Prompt >>
Copy every line of the listing below word for word, omitting the pictures.

Dataset items:
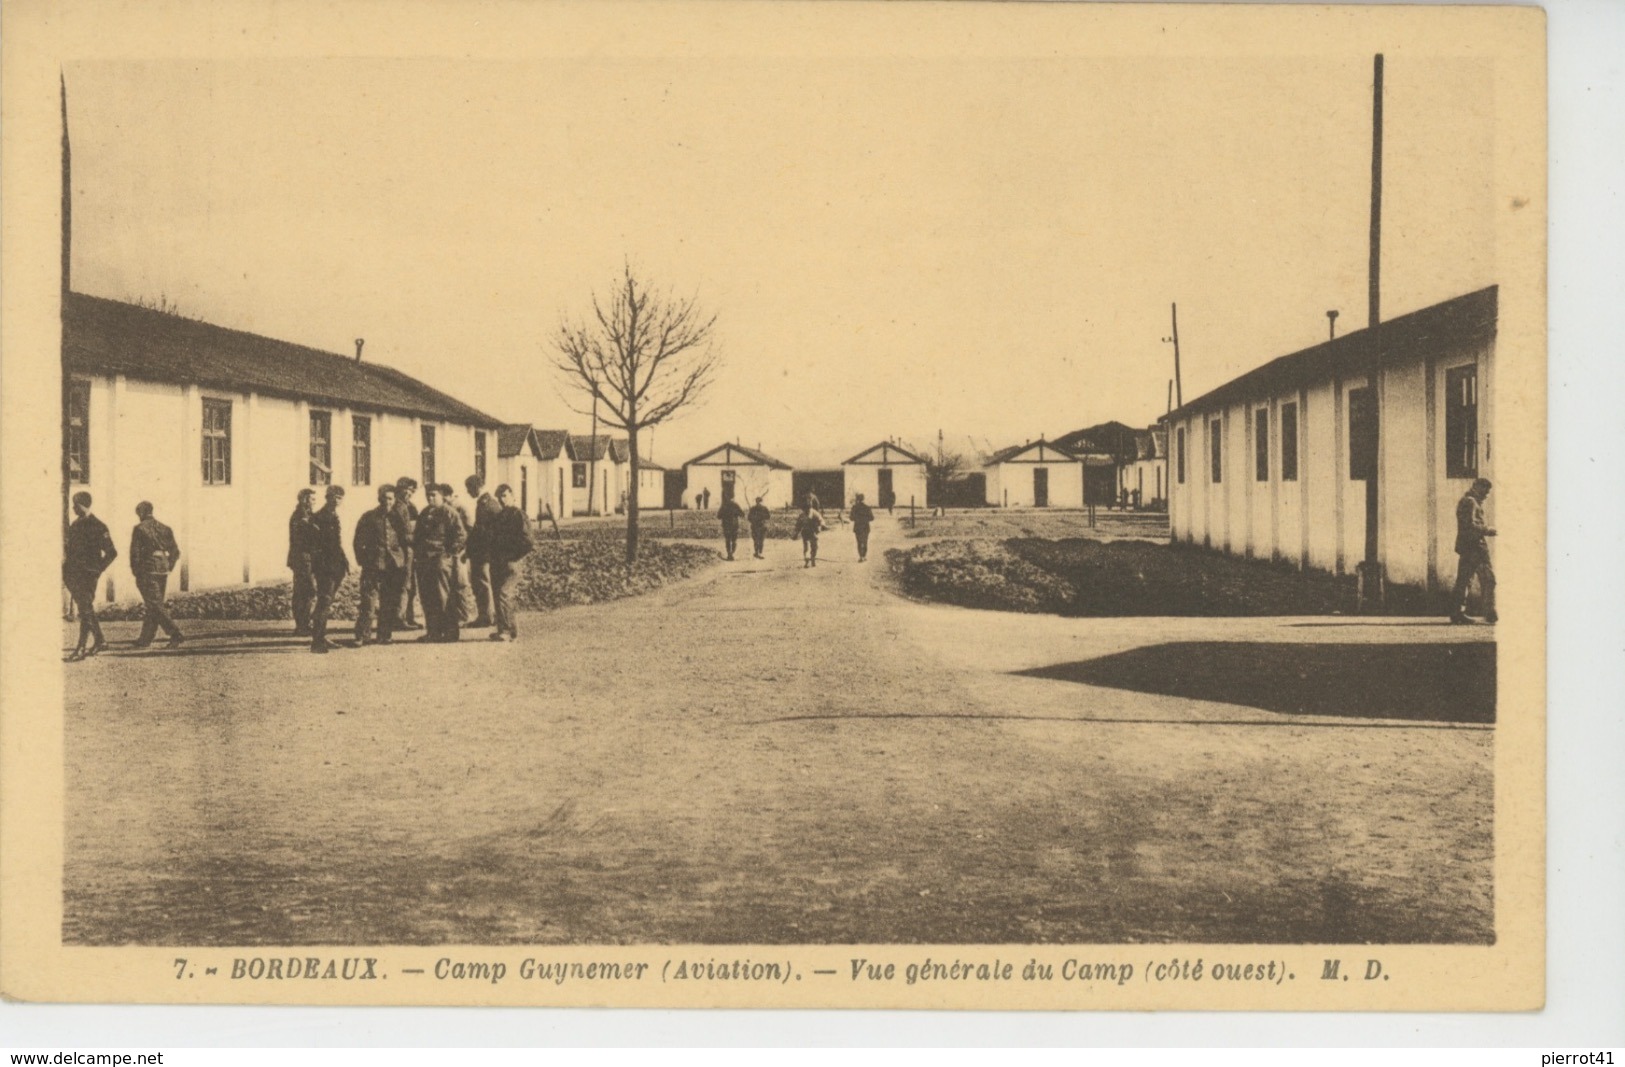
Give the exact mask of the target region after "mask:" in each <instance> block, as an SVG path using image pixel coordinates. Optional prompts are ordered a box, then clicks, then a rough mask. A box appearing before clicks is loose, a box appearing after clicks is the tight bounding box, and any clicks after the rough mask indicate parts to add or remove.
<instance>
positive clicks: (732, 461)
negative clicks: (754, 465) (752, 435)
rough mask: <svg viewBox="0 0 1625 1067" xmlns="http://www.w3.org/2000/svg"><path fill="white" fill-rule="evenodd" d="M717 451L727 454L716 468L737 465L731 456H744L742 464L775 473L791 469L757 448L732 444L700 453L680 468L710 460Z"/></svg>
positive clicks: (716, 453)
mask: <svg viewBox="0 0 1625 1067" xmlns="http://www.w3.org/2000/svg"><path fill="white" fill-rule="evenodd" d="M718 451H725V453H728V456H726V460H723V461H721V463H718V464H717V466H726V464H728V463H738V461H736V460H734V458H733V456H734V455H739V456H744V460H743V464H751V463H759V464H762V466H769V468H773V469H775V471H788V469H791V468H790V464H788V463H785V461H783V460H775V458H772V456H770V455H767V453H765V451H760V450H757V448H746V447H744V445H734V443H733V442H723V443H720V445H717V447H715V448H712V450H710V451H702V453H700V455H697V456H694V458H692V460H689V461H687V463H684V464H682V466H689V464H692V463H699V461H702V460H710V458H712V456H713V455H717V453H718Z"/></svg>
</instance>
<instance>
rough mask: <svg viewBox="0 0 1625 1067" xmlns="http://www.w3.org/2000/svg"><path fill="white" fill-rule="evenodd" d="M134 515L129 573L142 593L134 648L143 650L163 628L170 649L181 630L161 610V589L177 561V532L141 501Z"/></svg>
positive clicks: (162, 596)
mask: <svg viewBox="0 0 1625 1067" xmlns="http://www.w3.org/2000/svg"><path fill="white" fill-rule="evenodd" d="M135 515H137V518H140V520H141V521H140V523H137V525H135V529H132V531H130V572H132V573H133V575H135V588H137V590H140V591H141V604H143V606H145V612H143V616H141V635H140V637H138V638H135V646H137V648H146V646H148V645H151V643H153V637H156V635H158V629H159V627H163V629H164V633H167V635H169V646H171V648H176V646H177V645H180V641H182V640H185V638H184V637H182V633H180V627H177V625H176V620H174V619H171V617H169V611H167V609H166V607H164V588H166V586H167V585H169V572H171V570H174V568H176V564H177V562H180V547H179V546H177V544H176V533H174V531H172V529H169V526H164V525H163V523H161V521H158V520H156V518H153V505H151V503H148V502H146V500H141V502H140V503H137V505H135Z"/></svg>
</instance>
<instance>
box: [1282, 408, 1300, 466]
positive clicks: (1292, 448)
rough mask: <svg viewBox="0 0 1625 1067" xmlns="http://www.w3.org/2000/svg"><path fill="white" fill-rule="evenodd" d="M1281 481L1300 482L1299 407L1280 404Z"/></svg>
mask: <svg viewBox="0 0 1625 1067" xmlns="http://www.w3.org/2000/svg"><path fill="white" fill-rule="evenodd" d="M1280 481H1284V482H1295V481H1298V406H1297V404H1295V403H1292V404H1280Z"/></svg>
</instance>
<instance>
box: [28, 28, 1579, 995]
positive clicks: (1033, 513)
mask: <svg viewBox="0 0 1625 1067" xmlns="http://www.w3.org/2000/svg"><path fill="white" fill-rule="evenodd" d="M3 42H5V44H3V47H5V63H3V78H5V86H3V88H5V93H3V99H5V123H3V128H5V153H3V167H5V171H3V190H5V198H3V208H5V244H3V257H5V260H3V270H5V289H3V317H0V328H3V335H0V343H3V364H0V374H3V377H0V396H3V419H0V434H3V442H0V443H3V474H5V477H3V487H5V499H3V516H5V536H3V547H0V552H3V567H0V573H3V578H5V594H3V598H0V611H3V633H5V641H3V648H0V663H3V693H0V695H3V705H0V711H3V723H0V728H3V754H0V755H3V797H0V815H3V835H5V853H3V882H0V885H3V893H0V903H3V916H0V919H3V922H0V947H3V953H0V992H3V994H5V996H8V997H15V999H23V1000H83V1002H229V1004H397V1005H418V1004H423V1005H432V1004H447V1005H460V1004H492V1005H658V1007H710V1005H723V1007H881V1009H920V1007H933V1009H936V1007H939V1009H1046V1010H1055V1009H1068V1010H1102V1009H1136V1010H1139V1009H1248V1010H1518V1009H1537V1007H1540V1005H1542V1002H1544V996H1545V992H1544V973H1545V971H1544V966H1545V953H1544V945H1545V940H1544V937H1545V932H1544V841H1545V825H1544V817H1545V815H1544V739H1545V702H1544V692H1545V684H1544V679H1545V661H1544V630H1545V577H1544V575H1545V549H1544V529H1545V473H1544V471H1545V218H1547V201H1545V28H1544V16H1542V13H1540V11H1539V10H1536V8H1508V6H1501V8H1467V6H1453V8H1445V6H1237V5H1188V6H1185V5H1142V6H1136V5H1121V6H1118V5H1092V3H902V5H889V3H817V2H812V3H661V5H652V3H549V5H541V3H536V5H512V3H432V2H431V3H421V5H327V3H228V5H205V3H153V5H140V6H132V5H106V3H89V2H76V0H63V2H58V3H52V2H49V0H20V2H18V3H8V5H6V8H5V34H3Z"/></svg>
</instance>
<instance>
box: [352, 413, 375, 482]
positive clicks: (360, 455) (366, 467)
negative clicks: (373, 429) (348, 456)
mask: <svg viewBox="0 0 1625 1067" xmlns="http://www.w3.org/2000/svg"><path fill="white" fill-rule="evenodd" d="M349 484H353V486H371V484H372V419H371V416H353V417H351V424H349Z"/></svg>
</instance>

Answer for this exercise >>
Give the exact mask of the target region after "mask:" in each <instance> block, as an SVG path using image pixel coordinates. Optional prompts are ordered a box, then clicks, then a rough mask. A box appearing before clicks is loose, a box appearing after clicks is the tight bounding box, and any clicks after the rough mask indicate parts to add or remove.
<instance>
positive clicks: (732, 461)
negative clicks: (754, 465) (752, 435)
rough mask: <svg viewBox="0 0 1625 1067" xmlns="http://www.w3.org/2000/svg"><path fill="white" fill-rule="evenodd" d="M717 451L727 454L716 468L737 465L731 456H744L742 464L775 473L791 469L757 448L732 444L700 453L680 468L710 460Z"/></svg>
positive clicks: (716, 453)
mask: <svg viewBox="0 0 1625 1067" xmlns="http://www.w3.org/2000/svg"><path fill="white" fill-rule="evenodd" d="M718 451H725V453H728V456H726V460H723V461H721V463H718V464H717V466H726V464H728V463H738V461H736V460H734V458H733V456H734V455H739V456H744V460H743V464H751V463H759V464H762V466H769V468H773V469H775V471H788V469H791V468H790V464H788V463H785V461H783V460H775V458H772V456H770V455H767V453H765V451H760V450H757V448H746V447H744V445H734V443H733V442H723V443H720V445H717V447H715V448H712V450H710V451H702V453H700V455H697V456H694V458H692V460H689V461H687V463H684V464H682V466H689V464H692V463H699V461H702V460H710V458H712V456H713V455H717V453H718Z"/></svg>
</instance>
<instance>
rough mask: <svg viewBox="0 0 1625 1067" xmlns="http://www.w3.org/2000/svg"><path fill="white" fill-rule="evenodd" d="M134 515L129 573L142 593L134 648L143 650L163 628L170 649L181 630L161 610V589L177 561V532L141 501Z"/></svg>
positive clicks: (162, 596)
mask: <svg viewBox="0 0 1625 1067" xmlns="http://www.w3.org/2000/svg"><path fill="white" fill-rule="evenodd" d="M135 515H137V518H140V520H141V521H140V523H137V525H135V529H132V531H130V572H132V573H133V575H135V588H137V590H140V591H141V604H143V606H145V612H143V616H141V635H140V637H138V638H135V646H137V648H146V646H148V645H151V643H153V637H156V635H158V629H159V627H163V629H164V633H167V635H169V646H171V648H176V646H177V645H180V641H182V640H185V638H184V637H182V633H180V627H177V625H176V620H174V619H171V617H169V611H167V609H166V607H164V588H166V586H167V585H169V572H171V570H174V568H176V564H177V562H180V547H179V546H177V544H176V533H174V531H172V529H169V526H164V525H163V523H161V521H158V520H156V518H153V505H151V503H148V502H146V500H141V502H140V503H137V505H135Z"/></svg>
</instance>
<instance>
box: [1282, 408, 1300, 466]
positive clicks: (1292, 448)
rough mask: <svg viewBox="0 0 1625 1067" xmlns="http://www.w3.org/2000/svg"><path fill="white" fill-rule="evenodd" d="M1281 481L1300 482L1299 407L1280 404Z"/></svg>
mask: <svg viewBox="0 0 1625 1067" xmlns="http://www.w3.org/2000/svg"><path fill="white" fill-rule="evenodd" d="M1280 481H1284V482H1295V481H1298V406H1297V404H1295V403H1292V404H1280Z"/></svg>
</instance>
<instance>
box: [28, 28, 1579, 995]
positive clicks: (1033, 513)
mask: <svg viewBox="0 0 1625 1067" xmlns="http://www.w3.org/2000/svg"><path fill="white" fill-rule="evenodd" d="M3 42H5V44H3V47H5V63H3V78H5V86H3V88H5V93H3V99H5V123H3V128H5V153H3V167H5V171H3V190H5V198H3V208H5V244H3V257H5V260H3V270H5V289H3V317H0V328H3V335H0V343H3V364H0V374H3V377H0V396H3V419H0V434H3V442H0V443H3V474H5V477H3V487H5V499H3V516H5V536H3V547H0V552H3V567H0V573H3V578H5V594H3V598H0V611H3V633H5V641H3V648H0V663H3V693H0V695H3V705H0V711H3V723H0V728H3V754H0V755H3V797H0V815H3V835H5V853H3V882H0V885H3V893H0V903H3V916H0V919H3V922H0V947H3V953H0V992H3V994H5V996H8V997H15V999H23V1000H83V1002H229V1004H397V1005H418V1004H423V1005H432V1004H447V1005H460V1004H492V1005H658V1007H710V1005H723V1007H881V1009H920V1007H933V1009H936V1007H939V1009H1046V1010H1055V1009H1068V1010H1102V1009H1136V1010H1139V1009H1248V1010H1518V1009H1537V1007H1540V1005H1542V1002H1544V996H1545V992H1544V973H1545V971H1544V966H1545V953H1544V945H1545V940H1544V937H1545V932H1544V841H1545V825H1544V817H1545V815H1544V739H1545V702H1544V692H1545V684H1544V679H1545V661H1544V630H1545V577H1544V575H1545V549H1544V529H1545V473H1544V471H1545V218H1547V201H1545V28H1544V16H1542V13H1540V11H1539V10H1536V8H1508V6H1501V8H1467V6H1453V8H1445V6H1237V5H1188V6H1185V5H1142V6H1136V5H1121V6H1118V5H1092V3H902V5H889V3H817V2H812V3H661V5H652V3H549V5H541V3H536V5H512V3H432V2H431V3H421V5H327V3H228V5H205V3H153V5H140V6H132V5H106V3H89V2H76V0H63V2H58V3H52V2H49V0H20V2H18V3H8V5H6V8H5V34H3Z"/></svg>
</instance>
<instance>
box: [352, 413, 375, 482]
positive clicks: (360, 455) (366, 467)
negative clicks: (373, 429) (348, 456)
mask: <svg viewBox="0 0 1625 1067" xmlns="http://www.w3.org/2000/svg"><path fill="white" fill-rule="evenodd" d="M349 484H353V486H371V484H372V419H371V416H353V417H351V424H349Z"/></svg>
</instance>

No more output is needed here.